WHAT TO PRODUCE:
Would you repeat each line below precisely as it stands?

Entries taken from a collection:
● ● ● ●

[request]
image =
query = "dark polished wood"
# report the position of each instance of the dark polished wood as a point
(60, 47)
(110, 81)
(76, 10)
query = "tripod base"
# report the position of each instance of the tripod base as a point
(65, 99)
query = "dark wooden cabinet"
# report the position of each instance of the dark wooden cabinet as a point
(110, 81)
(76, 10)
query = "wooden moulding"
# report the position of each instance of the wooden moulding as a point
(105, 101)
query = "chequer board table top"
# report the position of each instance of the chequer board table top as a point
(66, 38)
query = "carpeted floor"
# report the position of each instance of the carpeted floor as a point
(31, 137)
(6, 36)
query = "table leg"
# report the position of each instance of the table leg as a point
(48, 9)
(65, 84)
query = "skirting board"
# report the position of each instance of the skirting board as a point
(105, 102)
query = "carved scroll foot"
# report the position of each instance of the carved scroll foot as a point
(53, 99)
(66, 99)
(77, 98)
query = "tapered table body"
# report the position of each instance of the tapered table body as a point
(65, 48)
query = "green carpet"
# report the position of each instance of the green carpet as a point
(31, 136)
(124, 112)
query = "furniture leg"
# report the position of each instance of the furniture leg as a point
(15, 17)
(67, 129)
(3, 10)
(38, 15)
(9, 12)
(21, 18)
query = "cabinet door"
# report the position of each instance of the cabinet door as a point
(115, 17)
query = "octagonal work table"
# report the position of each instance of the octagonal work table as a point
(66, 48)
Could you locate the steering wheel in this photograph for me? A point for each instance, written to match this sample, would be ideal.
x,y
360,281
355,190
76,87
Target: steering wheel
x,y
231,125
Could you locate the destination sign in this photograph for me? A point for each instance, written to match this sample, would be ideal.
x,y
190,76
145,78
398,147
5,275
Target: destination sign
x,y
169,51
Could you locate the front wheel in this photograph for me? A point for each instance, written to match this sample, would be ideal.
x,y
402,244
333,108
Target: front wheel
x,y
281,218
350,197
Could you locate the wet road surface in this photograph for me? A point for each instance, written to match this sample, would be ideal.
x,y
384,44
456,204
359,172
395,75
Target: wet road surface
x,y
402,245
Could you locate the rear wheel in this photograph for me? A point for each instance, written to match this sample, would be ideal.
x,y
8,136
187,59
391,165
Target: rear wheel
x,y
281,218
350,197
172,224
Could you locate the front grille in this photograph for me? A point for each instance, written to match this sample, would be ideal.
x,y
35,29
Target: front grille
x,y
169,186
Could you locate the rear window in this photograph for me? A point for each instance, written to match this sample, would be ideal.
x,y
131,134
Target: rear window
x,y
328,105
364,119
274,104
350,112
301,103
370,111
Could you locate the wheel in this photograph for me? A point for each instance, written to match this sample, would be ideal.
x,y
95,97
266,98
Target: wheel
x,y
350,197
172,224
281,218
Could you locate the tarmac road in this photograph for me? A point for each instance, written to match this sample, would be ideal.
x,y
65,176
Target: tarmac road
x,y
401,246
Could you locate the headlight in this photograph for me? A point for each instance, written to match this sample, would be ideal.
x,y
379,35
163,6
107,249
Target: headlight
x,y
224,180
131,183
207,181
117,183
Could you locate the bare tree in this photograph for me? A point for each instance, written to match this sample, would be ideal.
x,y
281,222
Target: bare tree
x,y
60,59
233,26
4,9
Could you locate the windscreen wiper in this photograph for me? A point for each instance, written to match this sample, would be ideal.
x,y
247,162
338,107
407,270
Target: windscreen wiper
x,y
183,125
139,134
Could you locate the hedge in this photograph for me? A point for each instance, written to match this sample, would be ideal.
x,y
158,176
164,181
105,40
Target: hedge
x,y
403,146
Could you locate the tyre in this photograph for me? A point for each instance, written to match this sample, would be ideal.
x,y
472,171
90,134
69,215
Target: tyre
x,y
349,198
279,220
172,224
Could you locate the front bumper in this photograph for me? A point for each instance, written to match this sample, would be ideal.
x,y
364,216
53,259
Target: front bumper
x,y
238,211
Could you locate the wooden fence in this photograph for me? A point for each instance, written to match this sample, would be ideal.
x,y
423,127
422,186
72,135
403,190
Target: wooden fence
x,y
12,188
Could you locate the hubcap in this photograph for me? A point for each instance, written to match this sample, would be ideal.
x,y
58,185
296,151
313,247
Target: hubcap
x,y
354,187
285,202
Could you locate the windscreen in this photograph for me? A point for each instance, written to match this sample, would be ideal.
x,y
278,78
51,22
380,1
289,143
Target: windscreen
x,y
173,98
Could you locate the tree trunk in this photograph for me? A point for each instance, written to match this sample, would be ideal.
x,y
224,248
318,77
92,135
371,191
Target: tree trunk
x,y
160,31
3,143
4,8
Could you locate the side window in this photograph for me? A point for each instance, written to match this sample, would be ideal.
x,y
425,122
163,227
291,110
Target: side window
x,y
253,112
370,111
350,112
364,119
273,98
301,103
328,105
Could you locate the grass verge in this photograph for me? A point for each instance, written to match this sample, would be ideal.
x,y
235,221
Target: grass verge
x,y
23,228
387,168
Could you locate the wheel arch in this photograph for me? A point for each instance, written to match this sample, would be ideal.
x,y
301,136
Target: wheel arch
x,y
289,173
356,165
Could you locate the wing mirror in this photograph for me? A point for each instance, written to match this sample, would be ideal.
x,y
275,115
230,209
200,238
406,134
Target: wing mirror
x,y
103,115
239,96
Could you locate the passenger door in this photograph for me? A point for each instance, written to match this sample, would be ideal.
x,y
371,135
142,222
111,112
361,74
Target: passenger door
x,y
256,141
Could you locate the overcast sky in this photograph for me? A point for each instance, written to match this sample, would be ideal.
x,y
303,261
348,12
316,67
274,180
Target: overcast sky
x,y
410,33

● ● ● ●

RESULT OF THE TASK:
[request]
image =
query = "dark polished wood"
# report the position of each instance of the dark polished wood as a point
(60, 47)
(110, 81)
(76, 10)
query = "tripod base"
# report the position of each instance of the tripod base as a point
(65, 99)
query = "dark wooden cabinet"
# report the position of each instance of the dark wooden cabinet as a point
(110, 81)
(76, 10)
query = "wooden moulding"
# report the position of each instance of the wooden moulding as a point
(105, 101)
query = "chequer board table top"
# report the position of each instance of the chequer board table top as a point
(66, 38)
query = "carpeted floor"
# report the position of each instance of the carpeted floor as a point
(31, 137)
(6, 36)
query = "table leg"
# report the position of each instance of the table leg as a point
(48, 9)
(65, 84)
query = "skirting board"
# report the position of each instance of the skirting board as a point
(105, 102)
query = "carved scroll foot"
# report the position of each instance of the carved scroll foot as a point
(53, 99)
(66, 99)
(77, 98)
query = "tapered table body"
# report the position of each instance of the tapered table body as a point
(65, 48)
query = "green carpet"
# report the position of each instance of the green carpet as a point
(31, 136)
(124, 112)
query = "furniture leg"
# report the position of each instance of the furniture leg as a point
(15, 17)
(67, 129)
(3, 10)
(38, 15)
(9, 12)
(21, 18)
query = "cabinet door"
# report the position of each instance of the cabinet door as a point
(115, 17)
query = "octagonal work table"
# report the position of each instance of the octagonal work table as a point
(66, 48)
Could you locate the steering wheel in this photograph for me? A point for each instance, written to match this sample, would be ideal.
x,y
360,281
355,190
76,87
Target: steering wheel
x,y
231,125
Could you locate the destination sign in this photograph for me? A point for each instance, written to match this sample, would be ideal.
x,y
190,76
145,78
398,147
5,275
Target: destination sign
x,y
169,51
Could you locate the front wheel in this photograph for me? A point for each instance, written to match this sample, would be ideal.
x,y
402,244
333,108
Target: front wheel
x,y
281,218
350,197
Could you locate the wet road surface in this photograph for me? A point for each instance, written to match this sample, would be ideal.
x,y
384,44
456,204
359,172
395,75
Target: wet road surface
x,y
402,245
Could you locate the rear wheel in this photograph for me? A point for each instance, written to match this sample, would be ideal.
x,y
8,136
187,59
391,165
Target: rear wheel
x,y
281,218
350,197
172,224
Could you locate the front grille in this photograph for me? A point for each instance, written to match this sample, would be ideal.
x,y
35,29
Target: front grille
x,y
169,186
Could you locate the rear window in this photograph for me? A point for each instance, written to match this sample, would be ideal.
x,y
131,134
Target: rear window
x,y
328,105
364,119
274,104
350,112
301,103
370,111
Could you locate the wheel in this photograph for me? A point for each instance, written to match this sample, would be ideal.
x,y
95,97
266,98
Target: wheel
x,y
350,197
172,224
281,218
Could you locate the tarmac road in this photograph for me? A point for each instance, written to match this sample, would be ideal.
x,y
65,176
Target: tarmac road
x,y
401,246
Could you locate the headlight in this photograph for me? A point for each instance, written to match this sample, would be ideal.
x,y
379,35
163,6
107,249
Target: headlight
x,y
224,180
131,183
207,181
117,183
Could you locate the bare tree in this photograph for me? A point for each instance, written to match this sample, would be ideal.
x,y
281,222
Target: bare tree
x,y
60,59
233,26
4,9
Could you locate the windscreen wiper in this photograph for me? A point for each instance, written to match this sample, would be ideal.
x,y
247,162
338,107
407,270
Target: windscreen wiper
x,y
183,125
139,134
Could you locate the hedge in this photograph for me? A point for each instance, written to match this sample, would be ideal.
x,y
158,176
164,181
105,40
Target: hedge
x,y
403,146
Could you locate the tyre in this photograph for me? A point for each instance, written to match this sample, would be ideal.
x,y
472,171
90,134
69,215
Target: tyre
x,y
349,198
279,220
172,224
Could you locate the front bumper in this photograph for me? A point for each instance, written to match this sample, would be ideal.
x,y
364,216
53,259
Target: front bumper
x,y
238,211
Could you locate the wooden fence in this photograph for me? A point for each instance, written to match this sample, would be ideal.
x,y
423,127
422,186
72,135
403,190
Target: wooden fence
x,y
12,188
Could you locate the hubcap in this photograph for me? A point for each instance, written to match this sample, would be ideal.
x,y
58,185
296,151
313,247
Target: hubcap
x,y
354,187
285,202
Could you locate the windscreen in this photograph for me? A point for each instance, written to match this sample, would be ideal.
x,y
278,78
51,22
380,1
289,143
Target: windscreen
x,y
173,98
Could you locate the tree trunk in this photograph for me? A point for each instance, written to match this sample, would be ideal.
x,y
224,248
318,77
92,135
371,191
Target: tree trunk
x,y
160,31
3,143
4,8
Could you locate the side window in this photograph for me? A point for each instance, written to match this sample, would be ideal.
x,y
425,122
163,227
291,110
Target: side window
x,y
253,112
370,111
350,112
364,119
273,98
301,103
328,105
Could you locate the grass verge in this photograph for me? A point for each instance, written to match this sample, would be ideal.
x,y
235,221
Target: grass verge
x,y
23,228
387,168
Could you locate the wheel arch in this photograph for me? A point for each instance, written to match this sample, would be ideal.
x,y
301,136
Target: wheel arch
x,y
289,173
356,165
Could you locate the wing mirror in this photograph for me? A point for each instance, written to match this sample, would be ideal.
x,y
275,115
230,209
200,238
406,134
Target: wing mirror
x,y
103,115
239,96
Could you locate the passenger door in this photograph for me? A point for each instance, written to match this sample, would be ideal.
x,y
371,135
142,222
111,112
361,74
Target: passenger door
x,y
256,141
Could you locate the overcast sky in this photograph for me? A point for each instance, written to match this sample, would be ideal.
x,y
303,261
348,12
316,67
274,180
Target: overcast sky
x,y
410,33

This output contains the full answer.